---- Items
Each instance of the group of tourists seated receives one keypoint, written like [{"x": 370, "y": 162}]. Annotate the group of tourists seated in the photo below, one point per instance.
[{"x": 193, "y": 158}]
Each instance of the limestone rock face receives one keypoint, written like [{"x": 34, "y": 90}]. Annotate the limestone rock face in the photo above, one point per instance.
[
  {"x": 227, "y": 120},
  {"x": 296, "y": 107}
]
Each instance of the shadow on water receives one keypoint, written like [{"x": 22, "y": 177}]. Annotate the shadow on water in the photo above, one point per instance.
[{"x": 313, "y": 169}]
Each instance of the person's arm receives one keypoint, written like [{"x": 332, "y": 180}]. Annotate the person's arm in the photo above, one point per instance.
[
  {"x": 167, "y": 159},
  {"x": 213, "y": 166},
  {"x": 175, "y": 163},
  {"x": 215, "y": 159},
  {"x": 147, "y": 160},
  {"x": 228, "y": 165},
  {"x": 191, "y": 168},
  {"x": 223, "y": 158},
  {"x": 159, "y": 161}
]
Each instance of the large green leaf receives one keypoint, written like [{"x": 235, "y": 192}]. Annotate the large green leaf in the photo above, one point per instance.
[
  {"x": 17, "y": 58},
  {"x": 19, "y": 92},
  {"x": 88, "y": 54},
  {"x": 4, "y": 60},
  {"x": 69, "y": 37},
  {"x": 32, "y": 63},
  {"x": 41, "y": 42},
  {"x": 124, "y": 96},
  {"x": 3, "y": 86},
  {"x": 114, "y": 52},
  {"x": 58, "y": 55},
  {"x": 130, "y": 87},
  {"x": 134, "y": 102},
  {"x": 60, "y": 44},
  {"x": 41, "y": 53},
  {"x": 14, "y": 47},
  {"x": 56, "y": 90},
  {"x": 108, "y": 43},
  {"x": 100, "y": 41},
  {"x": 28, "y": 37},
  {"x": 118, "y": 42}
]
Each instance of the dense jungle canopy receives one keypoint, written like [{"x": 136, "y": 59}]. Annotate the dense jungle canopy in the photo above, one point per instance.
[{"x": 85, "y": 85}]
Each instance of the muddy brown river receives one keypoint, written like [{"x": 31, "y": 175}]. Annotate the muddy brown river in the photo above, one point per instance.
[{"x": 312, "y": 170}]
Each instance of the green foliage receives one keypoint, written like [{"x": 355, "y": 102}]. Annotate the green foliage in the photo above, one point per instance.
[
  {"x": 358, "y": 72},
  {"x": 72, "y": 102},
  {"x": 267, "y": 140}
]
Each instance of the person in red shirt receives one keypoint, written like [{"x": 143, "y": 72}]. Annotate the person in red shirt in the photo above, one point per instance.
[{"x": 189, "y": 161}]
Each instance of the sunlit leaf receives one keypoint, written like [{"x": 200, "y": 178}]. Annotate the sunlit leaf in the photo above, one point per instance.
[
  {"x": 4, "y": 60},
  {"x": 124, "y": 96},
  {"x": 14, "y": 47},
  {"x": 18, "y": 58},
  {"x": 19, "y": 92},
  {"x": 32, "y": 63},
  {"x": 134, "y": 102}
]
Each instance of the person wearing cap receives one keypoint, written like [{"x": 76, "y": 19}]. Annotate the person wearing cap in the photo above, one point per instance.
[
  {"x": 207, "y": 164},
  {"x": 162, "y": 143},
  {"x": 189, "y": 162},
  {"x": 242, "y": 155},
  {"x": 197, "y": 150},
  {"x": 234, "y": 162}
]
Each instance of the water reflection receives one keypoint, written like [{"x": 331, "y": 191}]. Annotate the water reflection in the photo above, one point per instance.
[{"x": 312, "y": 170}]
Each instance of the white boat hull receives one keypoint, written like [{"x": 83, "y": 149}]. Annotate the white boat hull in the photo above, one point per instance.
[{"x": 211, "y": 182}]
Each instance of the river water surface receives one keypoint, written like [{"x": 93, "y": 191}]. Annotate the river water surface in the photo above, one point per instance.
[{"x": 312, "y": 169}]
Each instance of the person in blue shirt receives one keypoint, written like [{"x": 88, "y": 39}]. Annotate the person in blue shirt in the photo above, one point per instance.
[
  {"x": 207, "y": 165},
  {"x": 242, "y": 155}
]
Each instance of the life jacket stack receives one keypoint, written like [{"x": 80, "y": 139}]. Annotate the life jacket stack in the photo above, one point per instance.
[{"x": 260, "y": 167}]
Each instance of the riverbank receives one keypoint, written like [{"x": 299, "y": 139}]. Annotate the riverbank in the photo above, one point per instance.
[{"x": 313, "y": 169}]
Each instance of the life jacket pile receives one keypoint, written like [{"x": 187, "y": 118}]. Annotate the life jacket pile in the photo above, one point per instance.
--------
| To do |
Keep only the lines from the one containing "Each instance of the life jacket stack" to the end of the entries, and repeat them exactly.

| Solution to this problem |
Each instance of the life jacket stack receives one keypoint, written like [{"x": 80, "y": 139}]. Annotate the life jacket stack in the photo above, one point per instance.
[{"x": 260, "y": 167}]
Each instance of the riverbank receives one keypoint, written like [{"x": 299, "y": 139}]. Annotate the riverbank in the photo above, one point per instance.
[{"x": 313, "y": 169}]
Each instance of the life jacket pile receives one keypoint, written like [{"x": 187, "y": 118}]. Annotate the life jacket pile in the photo above, one point per instance.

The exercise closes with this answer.